本文.

凍

臨床看護2006年3月号 ほんのひととき 掲載
“山頂を見上げると,雪が降っているにもかかわらず,西から強い風が吹き,雲が流れ,青空が見える瞬間すらある。すべてが美しかった。(中略)
 全身の感覚が全開され,研ぎ澄まされ,下界のすべてのものが一挙に体の中に入ってくる。雪煙となって風に飛ばされる雪の粉の一粒一粒がはっきりと見えるようだった。いいな,俺はいい状態に入っているな,と思った"(本書より)

 今年の正月休みに読む本を探していたとき,友人から一押しに勧められたのが本書『凍』でした。例年になく厳しい寒気が押し寄せて,日本海側の各地では記録的な大雪が降り続くこの冬に読むにはぴったりと思って買い求めました。
 凍,フリーズするクライマーの登攀と遭難の物語くらいに思って読み始めた途端に,“妙子をこの急な崖のどこが迎え入れるのか。山野井がそう思って視線を上から下に向けた瞬間だった。腹の底に響きわたる低い音とともに,激しい勢いで雪の塊が覆いかぶさってきた。雪崩だった。雪崩に直撃されていたのだ"(本書より)という雪崩に巻き込まれてしまったような大きな衝撃を受けました。

作業内容.
1. 本文で、山野井が視線を上から下に向けた瞬間に何が起きたと書かれていますか。
2. 『凍』を紹介する本文の続きを、最後の文の後から書いてください。

データ部.

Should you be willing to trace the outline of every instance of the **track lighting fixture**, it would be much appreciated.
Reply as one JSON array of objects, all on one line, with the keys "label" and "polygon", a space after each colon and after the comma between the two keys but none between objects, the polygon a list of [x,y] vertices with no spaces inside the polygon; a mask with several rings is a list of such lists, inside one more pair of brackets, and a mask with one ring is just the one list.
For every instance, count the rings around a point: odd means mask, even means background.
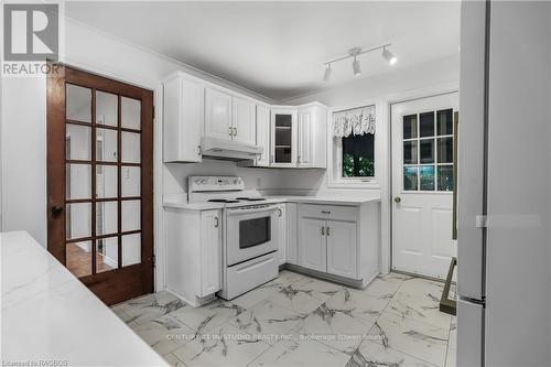
[{"label": "track lighting fixture", "polygon": [[386,46],[382,47],[382,57],[385,57],[385,60],[390,65],[395,65],[396,62],[398,61],[398,57],[396,57],[396,55],[393,53],[391,53],[390,51],[388,51]]},{"label": "track lighting fixture", "polygon": [[323,74],[323,82],[328,82],[331,78],[331,64],[327,64],[327,67],[325,68],[325,73]]},{"label": "track lighting fixture", "polygon": [[361,66],[359,65],[359,61],[357,60],[358,55],[361,54],[367,54],[369,52],[376,51],[376,50],[381,50],[382,48],[382,57],[390,64],[395,65],[398,62],[398,57],[388,50],[388,47],[391,46],[390,43],[382,44],[377,47],[371,47],[371,48],[360,48],[360,47],[354,47],[350,51],[348,51],[348,54],[345,56],[336,57],[333,60],[329,60],[328,62],[325,62],[324,65],[325,67],[325,73],[323,74],[323,80],[328,82],[331,78],[331,73],[332,68],[331,65],[333,63],[346,60],[346,58],[353,58],[352,62],[352,69],[354,72],[354,76],[359,76],[361,75]]}]

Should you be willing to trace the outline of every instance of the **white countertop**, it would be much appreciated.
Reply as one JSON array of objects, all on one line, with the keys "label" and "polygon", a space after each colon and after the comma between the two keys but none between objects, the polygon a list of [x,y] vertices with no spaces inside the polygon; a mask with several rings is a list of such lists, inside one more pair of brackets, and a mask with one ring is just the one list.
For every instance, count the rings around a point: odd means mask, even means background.
[{"label": "white countertop", "polygon": [[[367,203],[380,202],[378,196],[289,196],[289,195],[277,195],[277,196],[263,196],[267,199],[262,202],[251,202],[250,204],[276,204],[276,203],[303,203],[303,204],[328,204],[328,205],[348,205],[348,206],[359,206]],[[225,207],[239,206],[244,203],[236,204],[223,204],[223,203],[187,203],[185,199],[171,198],[163,203],[164,207],[181,208],[188,211],[208,211],[208,209],[222,209]]]},{"label": "white countertop", "polygon": [[2,233],[0,247],[2,361],[168,366],[29,234]]}]

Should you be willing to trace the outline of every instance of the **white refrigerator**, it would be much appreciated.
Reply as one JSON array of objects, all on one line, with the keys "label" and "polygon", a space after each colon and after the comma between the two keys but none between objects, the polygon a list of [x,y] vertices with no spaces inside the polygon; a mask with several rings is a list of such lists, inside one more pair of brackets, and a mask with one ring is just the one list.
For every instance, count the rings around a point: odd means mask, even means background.
[{"label": "white refrigerator", "polygon": [[457,366],[551,366],[551,6],[461,17]]}]

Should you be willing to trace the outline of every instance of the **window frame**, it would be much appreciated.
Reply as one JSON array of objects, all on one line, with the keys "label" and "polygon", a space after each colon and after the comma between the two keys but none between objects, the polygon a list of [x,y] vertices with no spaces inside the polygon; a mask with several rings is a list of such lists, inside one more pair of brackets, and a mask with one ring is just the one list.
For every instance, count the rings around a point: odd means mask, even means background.
[{"label": "window frame", "polygon": [[[347,109],[375,106],[375,139],[374,160],[375,175],[364,177],[343,177],[343,139],[337,139],[333,133],[333,114]],[[383,104],[369,100],[363,104],[339,106],[327,110],[327,187],[329,188],[381,188],[381,164],[383,159],[385,132],[382,131]]]}]

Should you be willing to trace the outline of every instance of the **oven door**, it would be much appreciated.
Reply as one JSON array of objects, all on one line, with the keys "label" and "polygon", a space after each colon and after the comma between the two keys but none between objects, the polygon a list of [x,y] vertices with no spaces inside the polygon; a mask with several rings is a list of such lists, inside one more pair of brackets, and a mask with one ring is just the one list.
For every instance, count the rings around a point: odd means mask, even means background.
[{"label": "oven door", "polygon": [[226,211],[226,256],[233,266],[278,249],[276,205]]}]

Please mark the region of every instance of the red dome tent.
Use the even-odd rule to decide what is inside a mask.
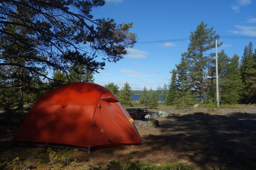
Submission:
[[[108,89],[91,83],[64,85],[34,104],[13,145],[88,151],[143,143],[129,114]]]

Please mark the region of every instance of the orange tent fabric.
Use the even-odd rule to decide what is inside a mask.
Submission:
[[[108,89],[86,82],[64,85],[34,104],[13,145],[90,152],[143,141],[131,117]]]

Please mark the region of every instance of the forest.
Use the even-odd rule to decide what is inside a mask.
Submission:
[[[7,115],[26,112],[42,93],[63,84],[93,83],[94,74],[105,62],[118,62],[137,42],[136,34],[129,32],[133,23],[93,19],[92,8],[104,1],[60,2],[56,6],[33,0],[1,3],[0,109]],[[70,11],[71,6],[77,13]],[[170,81],[163,87],[133,91],[129,82],[122,88],[113,83],[104,86],[124,106],[133,105],[135,93],[142,94],[143,107],[151,98],[156,107],[159,95],[167,106],[216,103],[216,54],[206,54],[216,47],[218,37],[213,27],[202,21],[191,32],[187,51],[181,54],[180,62],[170,70]],[[218,54],[221,104],[256,103],[256,50],[251,42],[243,48],[243,56],[230,57],[224,50]]]

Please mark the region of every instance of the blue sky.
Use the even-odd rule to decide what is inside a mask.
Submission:
[[[156,89],[168,84],[171,74],[187,51],[188,40],[140,43],[141,42],[188,38],[203,21],[221,36],[256,37],[256,0],[106,0],[94,9],[95,18],[110,18],[117,23],[134,23],[131,32],[139,43],[117,63],[106,63],[105,69],[94,75],[102,86],[114,83],[121,89],[128,82],[133,90]],[[242,56],[244,48],[256,39],[220,38],[229,57]],[[209,53],[215,52],[215,49]],[[99,58],[100,56],[99,56]]]

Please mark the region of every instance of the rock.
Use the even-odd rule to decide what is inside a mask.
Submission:
[[[150,118],[157,118],[159,117],[159,115],[158,114],[158,113],[153,113],[151,114],[150,115]]]
[[[151,126],[153,125],[153,123],[152,121],[141,121],[138,124],[138,125],[143,126]]]
[[[198,106],[199,106],[199,104],[195,104],[195,105],[193,106],[194,107],[198,107]]]
[[[162,111],[161,112],[161,114],[159,115],[159,116],[160,117],[168,117],[169,116],[169,114],[168,113]]]

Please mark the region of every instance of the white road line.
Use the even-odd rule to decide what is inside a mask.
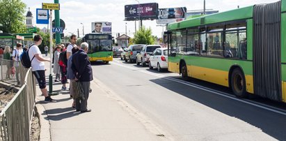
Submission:
[[[138,69],[136,69],[136,67],[134,67],[134,66],[126,66],[126,65],[124,65],[124,64],[120,64],[114,63],[114,62],[112,62],[112,64],[115,64],[115,65],[117,65],[117,66],[122,66],[122,67],[125,67],[125,68],[129,68],[129,69],[131,69],[131,70],[138,70]],[[227,93],[218,91],[215,89],[200,86],[200,85],[198,85],[198,84],[193,84],[193,83],[191,83],[191,82],[184,82],[184,81],[182,81],[182,80],[177,80],[177,79],[172,78],[170,77],[165,76],[165,75],[163,75],[152,73],[148,72],[145,70],[138,70],[138,71],[141,72],[141,73],[146,73],[146,74],[148,74],[148,75],[150,75],[156,76],[156,77],[159,77],[159,78],[164,78],[164,79],[168,80],[170,80],[170,81],[181,83],[181,84],[185,84],[185,85],[187,85],[187,86],[190,86],[190,87],[194,87],[194,88],[196,88],[196,89],[198,89],[206,91],[208,91],[208,92],[210,92],[210,93],[212,93],[212,94],[217,94],[217,95],[219,95],[219,96],[223,96],[223,97],[225,97],[225,98],[228,98],[230,99],[237,101],[239,101],[239,102],[241,102],[241,103],[246,103],[246,104],[248,104],[248,105],[253,105],[253,106],[260,107],[260,108],[264,109],[264,110],[269,110],[269,111],[271,111],[271,112],[276,112],[276,113],[280,114],[286,116],[286,111],[285,110],[280,110],[280,109],[278,109],[277,107],[267,105],[264,105],[264,104],[262,104],[262,103],[257,103],[254,102],[254,101],[246,101],[246,100],[239,99],[239,98],[236,98],[235,96],[230,95],[230,94],[227,94]]]

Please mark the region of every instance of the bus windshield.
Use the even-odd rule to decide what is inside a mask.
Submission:
[[[88,53],[112,51],[111,40],[87,40],[86,41],[89,45]]]

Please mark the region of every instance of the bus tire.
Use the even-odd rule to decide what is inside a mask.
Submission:
[[[184,62],[182,64],[182,67],[181,67],[181,75],[182,75],[182,78],[184,80],[189,80],[189,76],[188,76],[188,70],[186,68],[186,65]]]
[[[246,84],[244,75],[239,68],[235,68],[232,73],[231,88],[237,97],[247,97]]]

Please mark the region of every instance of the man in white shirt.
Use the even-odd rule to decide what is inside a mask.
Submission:
[[[32,71],[38,80],[42,94],[45,96],[45,102],[56,102],[49,96],[46,88],[44,61],[51,61],[51,59],[45,59],[42,57],[42,53],[38,47],[38,45],[42,43],[42,37],[40,35],[34,36],[34,44],[29,49],[29,57],[30,60],[32,60]]]
[[[70,57],[72,55],[72,50],[74,47],[77,47],[77,36],[75,35],[72,35],[70,36],[70,44],[69,44],[67,47],[67,59],[70,58]]]
[[[20,56],[23,50],[22,50],[22,43],[18,43],[16,45],[16,49],[13,50],[12,52],[12,59],[14,61],[14,66],[16,70],[16,79],[17,79],[17,84],[20,84],[19,76],[19,74],[20,73],[19,70],[19,61],[20,61]]]

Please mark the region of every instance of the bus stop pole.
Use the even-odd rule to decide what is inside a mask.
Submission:
[[[53,25],[52,25],[52,10],[49,10],[50,14],[49,14],[49,57],[50,59],[52,59],[53,58],[53,33],[52,33],[52,29],[53,29]],[[51,94],[53,91],[53,77],[51,76],[51,60],[49,61],[49,94]]]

作業結果.
1. 腹の底に響きわたる低い音とともに、雪の塊が激しい勢いで覆いかぶさってくる雪崩が起きました。

2.
 本書は2005年8月号の雑誌「新潮」に連載された『百の谷,雪の嶺』を改題して9月に刊行されました。この「百の谷,雪の嶺」というのは,ネパールとチベットの国境にあるヒマラヤの高峰群のなかでもとりわけ未踏の谷の奥深くにある,チベット語でギャチュンカン(中国語では百谷雪嶺)という山(標高7,952m)からとったそうでう。
 そして単行本に刊行するとき『凍』とした経緯を作者の沢木さんはあとがきで次のように述べています。
 “あの世界を構成しているのは,ギャチュンカンという山と,その北壁に挑んだ登山家の山野井泰史,妙子夫妻の両者であり,その全体を包み込む言葉としては,「凍」以上のものはないのではないか。(中略)
 「凍」が凍りつく,凍えるといった意味だけでなく,音として「闘」とつながるという発見があったかもしれない。彼らは間違いなく,圧倒的な「凍」の世界で,全力を尽くして「闘」することを続けたのだ"
 作者の沢木さんの非常に緻密な取材をもとに事実を執拗に明らかにする姿勢と,淡々とした描写を追っていくとノンフィクションというジャンルに入る本なのでしょう。しかし優れたノンフィクション作品が小説を凌駕する感動をもたらすことは,みなさんにも経験があると思います。
 “雪崩による「一瞬の魔」は,美しい氷壁死の壁に変えた。宙吊りになった妻の頭上で,生きて帰れるために迫られた後戻りできない選択とは…フィクション,ノンフィクションの枠を超え,圧倒的存在感で屹立する,ある登山の物語“と書評にありました。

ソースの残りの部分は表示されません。